▶ **Study text**
-.-.-

A pioneering meme-generation paper

One of the first papers in a big conference that works on meme generation has come out February last year at WWW 2024. The paper is titled MemeCraft: Contextual and Stance-Driven Multimodal Meme Generation by Hang Wang and Roy Ka-Wei Lee. There has been plenty of work on processing memes, but virtually all of them are on meme understanding. So let’s dive in and see how they pioneer this topic!

The paper summary

First of all, the authors made the case for why this matters as a research problem. Everyone feels that auto-generating memes is fun, but is that a legit scientific problem to invest time and money into? The authors said yes. They started by stating the communicative power of memes:

Multiple research endeavors have explored the communicative prowess of memes, suggesting their efficacy as both a communication and campaigning instrument. Such studies affirm memes’ unparralleled reach and persuasiveness, […]

This is a well-known property of memes. Now they pose the question of using memes for social goods by creating an autonomous meme generator from which generated memes can mobilize social forces for the good causes like climate change and gender equality, two of the 15 UN SDGs.

The next contribution of the author is in problem formulation. Fully autonomous meme generation as a human generator is not doable just yet. Usually, such problems need training data, which requires well-formulated input-output setup. All of those are not available just yet. Here, the authors end goals were to generate as many “good” memes as possible. Starting from a set of meme templates collected from Imgflip, they formulated the problem as follows: Given a good cause (e.g., promoting climate change) and a meme template, generate the text to fill on the meme to make a “good” meme.

What does it mean for a meme to be good? They quantify goodness by asking some people to rate the generated memes on five aspects:

Authenticty (Do the generated memes resemble publicly available online memes?)
Hilarity (Are the generated humorous?)
Message Conveyance (Do the generated memes communicate the intended message?)
Persuasiveness (Are the generated memes persuasive?)
Hatefulness (Is the meme hateful? Unlike other metrics, of course they want this to be low.)

Having defined the problem clearly, the rest of the job is rather easy for the authors. They designed a clever VLM system to generate the fill text for the meme. They first generate an image description for the tempolate using LLaVA-7B (the original version). After that, it becomes a text-to-text problem. They experimented with ChatGPT, Llama, and LLaVA, using them in zero-shot prompting manner to generate the fill text. The entire system does not involve any training, only inference. For example, a prompt to generate the fill text to raise aware on climate change would be:

Generate a caption to turn the image into a humorous meme that highlights the Causes of Climate Change to Support it.

-.-.-

▶ **Data supplied**
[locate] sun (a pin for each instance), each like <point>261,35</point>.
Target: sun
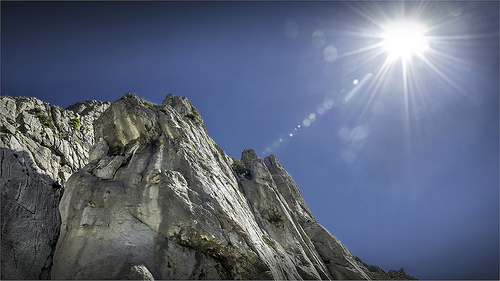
<point>403,39</point>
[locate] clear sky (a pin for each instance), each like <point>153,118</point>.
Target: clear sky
<point>397,157</point>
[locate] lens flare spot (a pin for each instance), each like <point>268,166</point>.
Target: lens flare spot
<point>348,156</point>
<point>330,54</point>
<point>318,39</point>
<point>344,133</point>
<point>291,29</point>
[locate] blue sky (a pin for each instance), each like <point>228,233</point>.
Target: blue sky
<point>405,171</point>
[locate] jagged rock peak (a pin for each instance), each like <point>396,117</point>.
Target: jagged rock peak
<point>160,197</point>
<point>41,145</point>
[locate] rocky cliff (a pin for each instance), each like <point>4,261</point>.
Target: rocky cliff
<point>150,196</point>
<point>41,145</point>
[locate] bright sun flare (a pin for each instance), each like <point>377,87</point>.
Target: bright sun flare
<point>403,40</point>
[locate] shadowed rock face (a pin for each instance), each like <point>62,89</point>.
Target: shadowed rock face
<point>159,199</point>
<point>41,145</point>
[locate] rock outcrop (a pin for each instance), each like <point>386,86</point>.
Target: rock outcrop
<point>160,195</point>
<point>144,193</point>
<point>377,273</point>
<point>41,145</point>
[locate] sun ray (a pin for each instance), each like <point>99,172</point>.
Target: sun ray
<point>443,76</point>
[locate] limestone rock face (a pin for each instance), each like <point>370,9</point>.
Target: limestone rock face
<point>41,145</point>
<point>159,199</point>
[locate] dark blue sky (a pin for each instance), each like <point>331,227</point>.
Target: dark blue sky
<point>403,180</point>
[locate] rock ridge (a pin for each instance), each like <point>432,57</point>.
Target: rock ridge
<point>41,145</point>
<point>135,190</point>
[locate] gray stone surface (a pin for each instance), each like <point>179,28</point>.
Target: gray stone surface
<point>160,194</point>
<point>145,194</point>
<point>39,150</point>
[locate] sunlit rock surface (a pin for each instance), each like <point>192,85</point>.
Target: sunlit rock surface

-.-.-

▶ **Check your understanding**
a) In the post about the meme-generation paper, which model do the authors use to write a description of each meme template image?
b) From the post about the meme-generation paper, copy the words from "Hatefulness (Is the" to "to Support it.".
The lines have nothing to do with this work.

▶ **Task-by-task results**
a) LLaVA-7B (the original version).

b)
Hatefulness (Is the meme hateful? Unlike other metrics, of course they want this to be low.)

Having defined the problem clearly, the rest of the job is rather easy for the authors. They designed a clever VLM system to generate the fill text for the meme. They first generate an image description for the tempolate using LLaVA-7B (the original version). After that, it becomes a text-to-text problem. They experimented with ChatGPT, Llama, and LLaVA, using them in zero-shot prompting manner to generate the fill text. The entire system does not involve any training, only inference. For example, a prompt to generate the fill text to raise aware on climate change would be:

Generate a caption to turn the image into a humorous meme that highlights the Causes of Climate Change to Support it.